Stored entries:
________________________________________

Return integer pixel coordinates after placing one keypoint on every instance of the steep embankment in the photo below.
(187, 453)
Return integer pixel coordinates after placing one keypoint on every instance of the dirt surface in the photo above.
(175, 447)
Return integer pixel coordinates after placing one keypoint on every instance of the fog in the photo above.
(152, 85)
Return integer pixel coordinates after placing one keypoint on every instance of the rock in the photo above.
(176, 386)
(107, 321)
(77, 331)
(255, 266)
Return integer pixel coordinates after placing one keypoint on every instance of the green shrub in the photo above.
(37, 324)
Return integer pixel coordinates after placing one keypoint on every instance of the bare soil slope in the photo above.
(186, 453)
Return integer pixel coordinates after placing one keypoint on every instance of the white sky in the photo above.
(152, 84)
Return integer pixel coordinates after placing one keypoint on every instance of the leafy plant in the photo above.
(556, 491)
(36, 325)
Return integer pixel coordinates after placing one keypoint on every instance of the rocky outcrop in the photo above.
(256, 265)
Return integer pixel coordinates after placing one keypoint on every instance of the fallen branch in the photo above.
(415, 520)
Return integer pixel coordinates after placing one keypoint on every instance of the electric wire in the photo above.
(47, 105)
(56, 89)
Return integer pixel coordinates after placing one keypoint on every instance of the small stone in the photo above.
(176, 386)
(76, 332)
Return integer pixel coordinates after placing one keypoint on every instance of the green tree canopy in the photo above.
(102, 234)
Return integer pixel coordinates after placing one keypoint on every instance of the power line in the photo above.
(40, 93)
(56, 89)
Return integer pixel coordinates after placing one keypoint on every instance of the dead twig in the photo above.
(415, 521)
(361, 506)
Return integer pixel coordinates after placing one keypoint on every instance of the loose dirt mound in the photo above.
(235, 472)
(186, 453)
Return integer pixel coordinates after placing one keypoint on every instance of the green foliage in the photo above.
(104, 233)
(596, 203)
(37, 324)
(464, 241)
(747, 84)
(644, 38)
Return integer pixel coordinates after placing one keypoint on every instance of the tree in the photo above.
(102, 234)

________________________________________

Starting with the line that contains "branch in the photo above.", restate every line through the end of the records above, exactly and with no other lines.

▸ **Finished exercise**
Return integer pixel coordinates after placing one keypoint on every instance of the fallen branch in the photo above.
(415, 520)
Return integer pixel coordinates after placing one keypoint on every instance of the electric wire in the photo above.
(47, 105)
(56, 89)
Return integer pixel coordinates after placing one keypoint on every instance of the small stone in the photo above.
(176, 386)
(76, 332)
Return integer pixel coordinates after placing one keypoint on every instance of the green tree canopy in the photo above.
(102, 234)
Return integer pixel coordinates after placing one keypoint on every instance of the power line in the photo above.
(40, 93)
(56, 89)
Return integer pixel coordinates after placing one keypoint on every instance of the dead twig in the photo above.
(415, 521)
(361, 506)
Return integer pixel coordinates after placing one keypoint on every instance of the loose dirt mound in the photo above.
(235, 472)
(186, 453)
Return integer pixel coordinates after placing one keypoint on every instance of the green foliage in the photo above.
(104, 233)
(596, 203)
(37, 324)
(464, 241)
(747, 84)
(644, 38)
Return integer pixel coordinates after placing one keypoint on every instance of the tree in the photo above.
(102, 234)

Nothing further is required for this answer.